> **EXERCISE**:
Reproduce, word for word, the stretch of the listing from its first line through the line containing "Coordinates are whole".

(Records from an annotation dataset)
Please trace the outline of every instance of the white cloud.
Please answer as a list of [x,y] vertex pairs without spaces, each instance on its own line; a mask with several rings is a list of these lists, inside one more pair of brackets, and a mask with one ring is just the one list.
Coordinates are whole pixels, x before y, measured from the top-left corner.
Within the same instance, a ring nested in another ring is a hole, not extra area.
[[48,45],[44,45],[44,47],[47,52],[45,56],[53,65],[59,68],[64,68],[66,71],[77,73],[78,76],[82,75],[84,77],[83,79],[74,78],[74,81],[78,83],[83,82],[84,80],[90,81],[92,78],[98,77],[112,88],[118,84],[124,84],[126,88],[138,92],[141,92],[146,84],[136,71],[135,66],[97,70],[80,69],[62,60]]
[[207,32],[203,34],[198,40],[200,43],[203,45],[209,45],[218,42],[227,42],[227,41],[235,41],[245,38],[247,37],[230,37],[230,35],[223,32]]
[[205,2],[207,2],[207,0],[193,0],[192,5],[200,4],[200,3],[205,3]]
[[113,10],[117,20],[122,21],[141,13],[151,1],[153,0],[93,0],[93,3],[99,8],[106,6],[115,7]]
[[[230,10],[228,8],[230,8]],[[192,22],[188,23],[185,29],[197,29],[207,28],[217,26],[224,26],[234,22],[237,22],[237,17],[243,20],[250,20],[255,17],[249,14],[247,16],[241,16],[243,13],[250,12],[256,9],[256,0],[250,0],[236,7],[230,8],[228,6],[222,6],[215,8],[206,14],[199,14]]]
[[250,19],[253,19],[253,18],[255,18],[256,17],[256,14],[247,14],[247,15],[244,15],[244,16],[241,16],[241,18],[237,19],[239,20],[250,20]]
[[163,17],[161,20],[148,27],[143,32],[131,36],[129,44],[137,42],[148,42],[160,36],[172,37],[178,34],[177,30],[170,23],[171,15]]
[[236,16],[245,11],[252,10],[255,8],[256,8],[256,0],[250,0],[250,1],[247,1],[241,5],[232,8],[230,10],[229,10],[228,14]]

> **OUTPUT FOR THIS TASK**:
Please trace the outline of every instance of the white cloud.
Please answer as a list of [x,y] vertex pairs without spaces, each instance on its own line; a mask with several rings is a list of these lists, inside one more pair of brackets, and a mask with one ring is just the one list.
Coordinates are whole pixels, x before y, measured from the top-left corner.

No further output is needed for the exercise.